### TEXTO FORNECIDO

☆ ☆ ☆ ☆

“Vários clientes oferecem dinheiro para ter sexo com eles”. Passámos um dia numa sex shop

Pessoas que tentam trocar vibradores usados, outros que gastam 1500 euros de uma só vez. Nestas lojas que estão a ser lentamente ultrapassadas pelo negócio online, há um pouco de tudo.

Há um misto de emoções que quase toda a gente sente quando entra numa sex shop. Por um lado, a forma como as montras são habitualmente cobertas com vinis e outros materiais que eliminam qualquer ligação visual entre o quotidiano do exterior e o mundo dos pecados, desejos e prazeres – mais ou menos secretos -, dão a quem entra a sensação de estar a ingressar num mundo proibido. Ao mesmo tempo, esta proteção, que é tudo menos acidental, transforma a loja num espaço seguro, onde sentimos que podemos conhecer brinquedos e tendências novas, tirar dúvidas e, claro, levar algumas novidades para casa.

Este é um negócio em plena expansão. Segundo a plataforma mundial de estatística, Statista, nunca se compraram tantos brinquedos sexuais como em 2023. Só nos 12 meses do ano passado, o volume total de vendas de brinquedos sexuais somou 30,1 mil milhões de euros. E não vai ficar por aqui: de acordo com os especialistas, a previsão é que este sector atinja um volume de vendas a rondar os 74,3 mil milhões de euros em 2030.

E se, é verdade que o crescimento da venda online explica grande parte desta evolução, a verdade é que ainda é das lojas físicas que uma fatia deste montante vem. Para perceber melhor como funciona este negócio, pegamos no nosso bloco de notas e fomos passar uma tarde a uma sex shop no centro de Lisboa. Acompanhados pela funcionária, assistimos ao entra e sai dos clientes e ouvimos as histórias mais divertidas – e também as mais bizarras e assustadoras que Ana (nome fictício, por questões de dever de sigilo contratual) nos contou dos mais de 4 anos que leva por trás do balcão desta loja.

Chegamos logo a seguir ao almoço e, apesar de a loja estar naquele local – uma das mais movimentadas artérias da cidade – há vários anos, conseguimos sentir na parte de trás do pescoço o olhar de reprovação de algumas das pessoas que por ali passavam naquele momento. E a julgar pela conversa com a funcionária da loja, não foi apenas uma questão de impressão.

Ana explica à Kinks que a maioria das pessoas que atende na loja são homens e que, apesar de toda a normalização do sexo, ainda há muita vergonha e a necessidade de olhar para os lados na rua antes de entrar. “Isto acontece principalmente com os clientes mais novos, de 20, 22 anos. A verdade é que ainda continua a existir um grande estigma em relação às sex shops e isso leva a que as pessoas se retraiam um pouco”, explica. E os clientes mais velhos? “Esses já não se preocupam com nada. A partir dos 40 entram e saem sem pensar duas vezes”, brinca.

☆ ☆ ☆ ☆

### LINHAS DE DADOS
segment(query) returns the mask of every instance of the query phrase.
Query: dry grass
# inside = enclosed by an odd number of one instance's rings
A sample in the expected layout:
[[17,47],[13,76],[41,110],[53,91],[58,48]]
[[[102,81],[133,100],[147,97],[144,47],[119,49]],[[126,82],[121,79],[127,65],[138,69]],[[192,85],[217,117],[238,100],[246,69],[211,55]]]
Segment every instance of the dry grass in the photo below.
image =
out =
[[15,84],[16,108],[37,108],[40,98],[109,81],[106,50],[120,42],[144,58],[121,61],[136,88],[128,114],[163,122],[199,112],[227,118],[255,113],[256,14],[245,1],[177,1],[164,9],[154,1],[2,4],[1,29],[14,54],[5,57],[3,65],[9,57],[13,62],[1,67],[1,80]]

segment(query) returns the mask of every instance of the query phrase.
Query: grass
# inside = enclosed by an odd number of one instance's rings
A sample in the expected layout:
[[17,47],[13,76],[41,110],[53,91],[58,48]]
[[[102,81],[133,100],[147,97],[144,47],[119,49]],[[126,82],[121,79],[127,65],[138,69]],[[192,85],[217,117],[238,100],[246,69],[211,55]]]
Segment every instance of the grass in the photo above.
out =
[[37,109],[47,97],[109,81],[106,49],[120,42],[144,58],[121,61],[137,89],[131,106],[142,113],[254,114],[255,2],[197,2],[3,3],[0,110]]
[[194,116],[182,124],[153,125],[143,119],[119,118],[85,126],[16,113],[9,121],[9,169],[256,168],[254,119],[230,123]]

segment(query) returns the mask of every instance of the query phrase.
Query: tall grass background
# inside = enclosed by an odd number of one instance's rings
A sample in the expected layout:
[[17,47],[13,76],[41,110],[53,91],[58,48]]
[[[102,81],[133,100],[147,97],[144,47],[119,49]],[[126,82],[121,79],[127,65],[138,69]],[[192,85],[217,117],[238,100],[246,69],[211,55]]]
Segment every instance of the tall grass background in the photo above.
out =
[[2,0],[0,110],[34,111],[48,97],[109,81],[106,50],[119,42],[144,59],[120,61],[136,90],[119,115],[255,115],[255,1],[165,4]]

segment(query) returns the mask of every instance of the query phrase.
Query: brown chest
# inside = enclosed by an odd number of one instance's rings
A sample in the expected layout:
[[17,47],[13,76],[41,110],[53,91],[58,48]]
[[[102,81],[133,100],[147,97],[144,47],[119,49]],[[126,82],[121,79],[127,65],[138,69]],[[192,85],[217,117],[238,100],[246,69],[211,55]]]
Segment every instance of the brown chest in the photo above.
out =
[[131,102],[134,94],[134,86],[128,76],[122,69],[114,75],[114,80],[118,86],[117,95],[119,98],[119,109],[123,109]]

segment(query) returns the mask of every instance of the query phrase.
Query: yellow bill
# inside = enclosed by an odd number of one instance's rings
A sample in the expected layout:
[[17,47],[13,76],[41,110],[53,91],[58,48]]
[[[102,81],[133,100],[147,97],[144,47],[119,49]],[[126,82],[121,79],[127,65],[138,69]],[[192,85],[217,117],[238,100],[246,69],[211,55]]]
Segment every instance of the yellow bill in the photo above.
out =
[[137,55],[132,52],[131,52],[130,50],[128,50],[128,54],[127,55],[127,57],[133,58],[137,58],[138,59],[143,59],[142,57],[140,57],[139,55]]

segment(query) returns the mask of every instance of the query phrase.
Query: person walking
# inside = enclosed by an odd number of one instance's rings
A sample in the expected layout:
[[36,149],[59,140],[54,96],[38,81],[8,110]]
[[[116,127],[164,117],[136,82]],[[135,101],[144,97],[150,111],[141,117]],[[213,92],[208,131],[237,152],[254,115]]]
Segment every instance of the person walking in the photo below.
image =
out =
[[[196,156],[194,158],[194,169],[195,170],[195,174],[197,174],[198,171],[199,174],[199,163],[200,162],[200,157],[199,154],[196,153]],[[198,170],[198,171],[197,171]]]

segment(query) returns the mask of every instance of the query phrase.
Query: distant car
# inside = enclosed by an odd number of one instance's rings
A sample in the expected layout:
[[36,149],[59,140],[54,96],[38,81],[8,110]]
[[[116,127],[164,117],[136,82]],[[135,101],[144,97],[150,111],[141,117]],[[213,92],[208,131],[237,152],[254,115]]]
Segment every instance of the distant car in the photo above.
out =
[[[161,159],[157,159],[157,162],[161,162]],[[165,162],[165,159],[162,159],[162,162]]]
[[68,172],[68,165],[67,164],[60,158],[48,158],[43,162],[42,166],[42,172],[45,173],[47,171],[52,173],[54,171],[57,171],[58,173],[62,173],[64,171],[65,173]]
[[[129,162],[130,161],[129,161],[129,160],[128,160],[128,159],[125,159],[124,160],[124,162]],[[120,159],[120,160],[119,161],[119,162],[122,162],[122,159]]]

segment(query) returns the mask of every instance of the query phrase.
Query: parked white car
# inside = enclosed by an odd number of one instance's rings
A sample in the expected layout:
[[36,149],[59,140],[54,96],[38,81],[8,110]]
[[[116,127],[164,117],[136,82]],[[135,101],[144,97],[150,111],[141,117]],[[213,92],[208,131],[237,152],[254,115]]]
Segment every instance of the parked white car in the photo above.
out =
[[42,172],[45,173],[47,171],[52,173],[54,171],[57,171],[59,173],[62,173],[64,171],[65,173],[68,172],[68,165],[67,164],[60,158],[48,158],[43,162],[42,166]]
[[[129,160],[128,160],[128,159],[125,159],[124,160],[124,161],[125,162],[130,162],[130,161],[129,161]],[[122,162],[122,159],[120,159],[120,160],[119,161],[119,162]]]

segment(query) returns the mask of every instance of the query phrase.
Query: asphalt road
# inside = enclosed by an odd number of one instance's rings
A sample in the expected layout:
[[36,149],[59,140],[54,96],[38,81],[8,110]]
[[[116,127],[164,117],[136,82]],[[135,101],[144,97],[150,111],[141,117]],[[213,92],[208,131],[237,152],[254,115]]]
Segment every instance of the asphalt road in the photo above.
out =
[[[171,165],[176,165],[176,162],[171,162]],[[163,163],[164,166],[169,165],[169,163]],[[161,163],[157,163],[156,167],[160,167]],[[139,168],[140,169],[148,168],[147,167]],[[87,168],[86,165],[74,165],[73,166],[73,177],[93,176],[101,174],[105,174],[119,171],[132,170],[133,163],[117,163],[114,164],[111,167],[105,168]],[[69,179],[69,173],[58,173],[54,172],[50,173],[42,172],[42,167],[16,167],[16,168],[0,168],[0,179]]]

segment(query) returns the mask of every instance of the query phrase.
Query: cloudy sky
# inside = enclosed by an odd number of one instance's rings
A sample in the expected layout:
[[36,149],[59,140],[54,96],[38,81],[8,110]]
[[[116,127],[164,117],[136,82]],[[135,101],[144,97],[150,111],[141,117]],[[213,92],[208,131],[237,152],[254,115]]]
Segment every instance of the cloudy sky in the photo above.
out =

☆ ☆ ☆ ☆

### EXERCÍCIOS
(a) Transcreva, sem alterar nada, o trecho do texto sobre a sex shop que abre com as palavras "Pessoas que tentam" e fecha com "novidades para casa.".
(b) Segundo o texto sobre a sex shop, quanto somou o volume total de vendas de brinquedos sexuais em 2023?
(c) Liste todos os valores em euros que aparecem no texto sobre a sex shop.

### RESPOSTAS CERTAS
(a)
Pessoas que tentam trocar vibradores usados, outros que gastam 1500 euros de uma só vez. Nestas lojas que estão a ser lentamente ultrapassadas pelo negócio online, há um pouco de tudo.

Há um misto de emoções que quase toda a gente sente quando entra numa sex shop. Por um lado, a forma como as montras são habitualmente cobertas com vinis e outros materiais que eliminam qualquer ligação visual entre o quotidiano do exterior e o mundo dos pecados, desejos e prazeres – mais ou menos secretos -, dão a quem entra a sensação de estar a ingressar num mundo proibido. Ao mesmo tempo, esta proteção, que é tudo menos acidental, transforma a loja num espaço seguro, onde sentimos que podemos conhecer brinquedos e tendências novas, tirar dúvidas e, claro, levar algumas novidades para casa.

(b) 30,1 mil milhões de euros.

(c) 1500 euros; 30,1 mil milhões de euros; 74,3 mil milhões de euros